Ron Phillips New York Attorney spoke with us about father’s rights in divorce cases. Ron Phillips is a matrimonial and family rights law specialist with over four decades of experience practicing in the state of New York.
Ron Phillips: Fathers definitely have rights under the family court system, but it depends on what type of case. If you are involved in an action for divorce or dissolution, where there are children involved, there is a perception that there is a preference as far as custody is concerned for the mother. However, under the law, this is not the case. The court is required to consider what they believe to be in the best interest of the child.
If there are substantial reasons for it, this could include giving one parent custody or joint custody of the child. If you go before a family court judge and ask them about the father’s rights in divorce cases, they will tell you their opinion is irrelevant. The bottom line is to decide what’s in the best interest of the child.
If you ask about your rights as far as paternity, this depends on whether you are married to the mother. If you are not married, then there will be no obligation to pay support for that child until a finding or judgment has been made finding you to be the father. If it is before that time, then you are under no obligation to support that child.
If you are found to be the biological father of a child born outside of marriage, then there will be an obligation for you to pay support for that child until they reach 18 years of age or graduate from high school. If you ask about your rights to see the child, this will depend on an order of visitation that was either ordered by a judge or agreed upon by both parties.
The bottom line is that fathers have rights under the family court system, especially if children are involved in the divorce action. However, it is essential to understand that the court’s primary consideration is what is in the best interest of the child. The father’s rights are secondary to this.

▸ **DATA TO EXAMINE**:
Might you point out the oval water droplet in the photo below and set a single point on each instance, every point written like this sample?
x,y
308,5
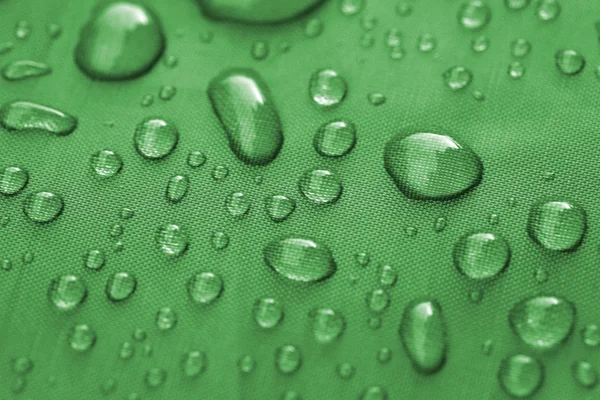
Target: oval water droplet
x,y
429,166
301,260
122,40
423,335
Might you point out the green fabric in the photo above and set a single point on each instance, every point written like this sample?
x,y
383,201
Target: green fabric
x,y
543,123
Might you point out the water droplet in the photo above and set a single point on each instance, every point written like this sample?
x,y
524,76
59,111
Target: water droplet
x,y
423,334
320,186
13,180
244,106
82,338
547,10
106,163
194,363
172,240
177,188
288,359
166,319
268,312
429,166
542,322
205,287
155,138
481,255
23,116
557,225
301,260
569,62
327,324
457,78
67,292
122,40
23,69
520,375
474,15
327,88
279,207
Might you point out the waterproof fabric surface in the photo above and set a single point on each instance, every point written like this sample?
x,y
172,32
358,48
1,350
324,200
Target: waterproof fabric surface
x,y
525,129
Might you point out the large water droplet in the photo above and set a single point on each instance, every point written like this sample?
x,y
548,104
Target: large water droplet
x,y
301,260
244,106
557,225
23,116
423,334
122,40
429,166
542,322
481,255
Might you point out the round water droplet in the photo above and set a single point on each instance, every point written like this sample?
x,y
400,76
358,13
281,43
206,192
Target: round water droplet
x,y
320,186
120,286
122,40
155,138
335,139
557,225
67,292
106,163
429,166
13,180
287,359
268,313
301,260
481,255
327,325
520,375
542,322
205,287
327,88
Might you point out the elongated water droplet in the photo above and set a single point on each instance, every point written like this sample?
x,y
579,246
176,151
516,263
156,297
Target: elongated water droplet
x,y
542,322
244,106
557,225
23,116
301,260
431,166
423,334
122,40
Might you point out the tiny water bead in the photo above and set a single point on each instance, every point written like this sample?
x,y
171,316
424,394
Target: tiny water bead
x,y
327,324
268,312
557,225
172,240
243,104
429,166
106,163
67,292
474,15
327,88
542,322
481,255
155,138
24,116
320,186
335,139
122,40
13,180
520,375
205,287
569,62
423,334
279,207
288,359
82,338
300,259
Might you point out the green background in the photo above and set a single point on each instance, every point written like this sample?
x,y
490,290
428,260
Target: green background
x,y
544,122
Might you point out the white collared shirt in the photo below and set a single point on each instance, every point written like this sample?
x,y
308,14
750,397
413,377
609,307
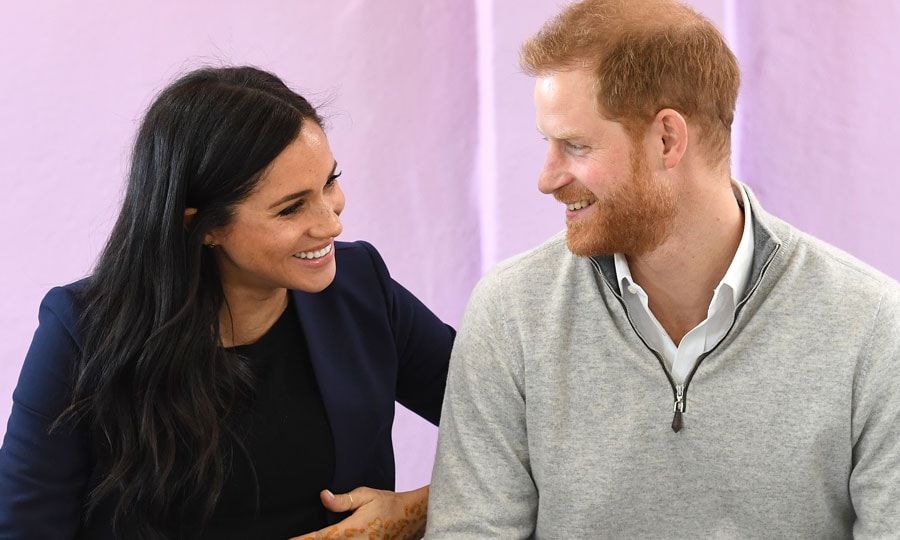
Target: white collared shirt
x,y
680,359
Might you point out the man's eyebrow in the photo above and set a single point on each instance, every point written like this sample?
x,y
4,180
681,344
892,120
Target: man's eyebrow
x,y
303,193
564,135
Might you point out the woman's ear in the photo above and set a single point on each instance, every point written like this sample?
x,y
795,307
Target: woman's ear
x,y
189,214
209,239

▸ **WORK INSTRUCTIONS**: Copy out the entire text above on fathers' rights in divorce cases, word for word.

▸ **ANSWER SECTION**:
Ron Phillips New York Attorney spoke with us about father’s rights in divorce cases. Ron Phillips is a matrimonial and family rights law specialist with over four decades of experience practicing in the state of New York.
Ron Phillips: Fathers definitely have rights under the family court system, but it depends on what type of case. If you are involved in an action for divorce or dissolution, where there are children involved, there is a perception that there is a preference as far as custody is concerned for the mother. However, under the law, this is not the case. The court is required to consider what they believe to be in the best interest of the child.
If there are substantial reasons for it, this could include giving one parent custody or joint custody of the child. If you go before a family court judge and ask them about the father’s rights in divorce cases, they will tell you their opinion is irrelevant. The bottom line is to decide what’s in the best interest of the child.
If you ask about your rights as far as paternity, this depends on whether you are married to the mother. If you are not married, then there will be no obligation to pay support for that child until a finding or judgment has been made finding you to be the father. If it is before that time, then you are under no obligation to support that child.
If you are found to be the biological father of a child born outside of marriage, then there will be an obligation for you to pay support for that child until they reach 18 years of age or graduate from high school. If you ask about your rights to see the child, this will depend on an order of visitation that was either ordered by a judge or agreed upon by both parties.
The bottom line is that fathers have rights under the family court system, especially if children are involved in the divorce action. However, it is essential to understand that the court’s primary consideration is what is in the best interest of the child. The father’s rights are secondary to this.